# OBJECTIVE:
Restate all of the entries exactly, dropping any pictures they hold.

# start of ENTRIES SHOWN

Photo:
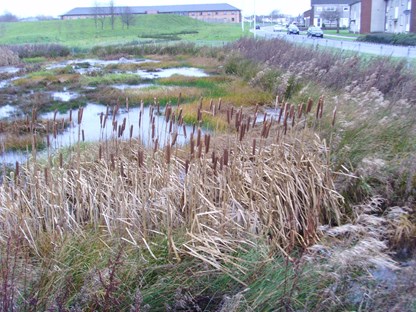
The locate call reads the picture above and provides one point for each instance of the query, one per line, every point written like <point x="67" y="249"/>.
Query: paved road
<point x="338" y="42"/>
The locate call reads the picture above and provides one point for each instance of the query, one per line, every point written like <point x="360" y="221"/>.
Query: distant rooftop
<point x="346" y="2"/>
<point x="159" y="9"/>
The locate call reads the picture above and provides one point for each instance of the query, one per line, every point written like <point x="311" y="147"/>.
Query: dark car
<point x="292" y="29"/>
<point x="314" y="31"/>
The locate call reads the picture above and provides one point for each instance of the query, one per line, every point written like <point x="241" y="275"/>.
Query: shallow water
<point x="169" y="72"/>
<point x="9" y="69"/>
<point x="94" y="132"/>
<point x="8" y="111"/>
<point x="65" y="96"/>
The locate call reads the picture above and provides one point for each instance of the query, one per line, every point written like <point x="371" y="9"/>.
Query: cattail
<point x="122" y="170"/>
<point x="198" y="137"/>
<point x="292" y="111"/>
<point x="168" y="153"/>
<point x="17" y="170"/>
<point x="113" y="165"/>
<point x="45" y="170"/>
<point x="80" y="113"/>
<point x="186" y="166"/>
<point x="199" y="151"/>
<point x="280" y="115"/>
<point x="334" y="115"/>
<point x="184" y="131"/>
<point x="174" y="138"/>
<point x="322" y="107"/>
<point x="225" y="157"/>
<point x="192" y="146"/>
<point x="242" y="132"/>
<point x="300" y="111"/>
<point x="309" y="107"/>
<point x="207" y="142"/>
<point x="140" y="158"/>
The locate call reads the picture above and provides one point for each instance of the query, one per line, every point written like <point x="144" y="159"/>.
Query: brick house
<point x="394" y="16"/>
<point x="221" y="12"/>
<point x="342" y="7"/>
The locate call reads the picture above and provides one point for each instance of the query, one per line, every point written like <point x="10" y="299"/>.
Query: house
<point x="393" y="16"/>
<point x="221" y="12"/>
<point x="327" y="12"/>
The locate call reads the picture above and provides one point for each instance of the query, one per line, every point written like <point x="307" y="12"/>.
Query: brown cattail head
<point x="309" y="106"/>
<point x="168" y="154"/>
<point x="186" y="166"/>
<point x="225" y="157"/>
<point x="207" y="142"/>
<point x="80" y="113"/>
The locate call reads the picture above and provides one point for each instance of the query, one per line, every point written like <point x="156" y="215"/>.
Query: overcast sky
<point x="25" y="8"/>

# end of ENTRIES SHOWN

# ANSWER IN FULL:
Photo:
The locate call reads the picture above and provides one point for each instance of the query, one per line, every point written like <point x="67" y="249"/>.
Query: paved road
<point x="338" y="42"/>
The locate call reads the picture above and provides one point for each instance of the query, one per line, every point written like <point x="360" y="221"/>.
Query: distant rooftop
<point x="346" y="2"/>
<point x="159" y="9"/>
The locate call reads the picture above and provides one point for each instance of the query, one per line, every point written like <point x="311" y="147"/>.
Query: dark car
<point x="292" y="29"/>
<point x="314" y="31"/>
The locate call reads the picture above and provides one point for each instance of the query, one per line, every point written like <point x="241" y="275"/>.
Query: shallow water
<point x="169" y="72"/>
<point x="9" y="69"/>
<point x="94" y="132"/>
<point x="8" y="111"/>
<point x="65" y="96"/>
The locate call reads the picture above and provides one point for each instance of the query, one per line, every point written like <point x="371" y="9"/>.
Query: cattail
<point x="122" y="170"/>
<point x="198" y="137"/>
<point x="292" y="111"/>
<point x="168" y="153"/>
<point x="17" y="170"/>
<point x="113" y="165"/>
<point x="45" y="170"/>
<point x="80" y="113"/>
<point x="186" y="166"/>
<point x="199" y="151"/>
<point x="280" y="115"/>
<point x="334" y="115"/>
<point x="184" y="131"/>
<point x="174" y="138"/>
<point x="322" y="107"/>
<point x="225" y="157"/>
<point x="192" y="146"/>
<point x="242" y="132"/>
<point x="300" y="111"/>
<point x="309" y="107"/>
<point x="207" y="142"/>
<point x="140" y="158"/>
The locate call reads the picture above and provides one point for each instance of the query, one per line, every point written like <point x="144" y="159"/>.
Query: brick house
<point x="394" y="16"/>
<point x="221" y="12"/>
<point x="342" y="7"/>
The locate call reads the picture above and provides one point for each instance of the query, one per line, every point written like <point x="10" y="299"/>.
Query: house
<point x="393" y="16"/>
<point x="221" y="12"/>
<point x="327" y="12"/>
The locate call reads the picture above and provides one point for each instance of the query, one per line, every point written like <point x="307" y="12"/>.
Query: brown cattail head
<point x="309" y="106"/>
<point x="168" y="154"/>
<point x="186" y="166"/>
<point x="225" y="157"/>
<point x="207" y="142"/>
<point x="80" y="113"/>
The locate call reads the picture above and provides one point for each instance of the query, one per line, every point written like <point x="156" y="215"/>.
Query: overcast sky
<point x="25" y="8"/>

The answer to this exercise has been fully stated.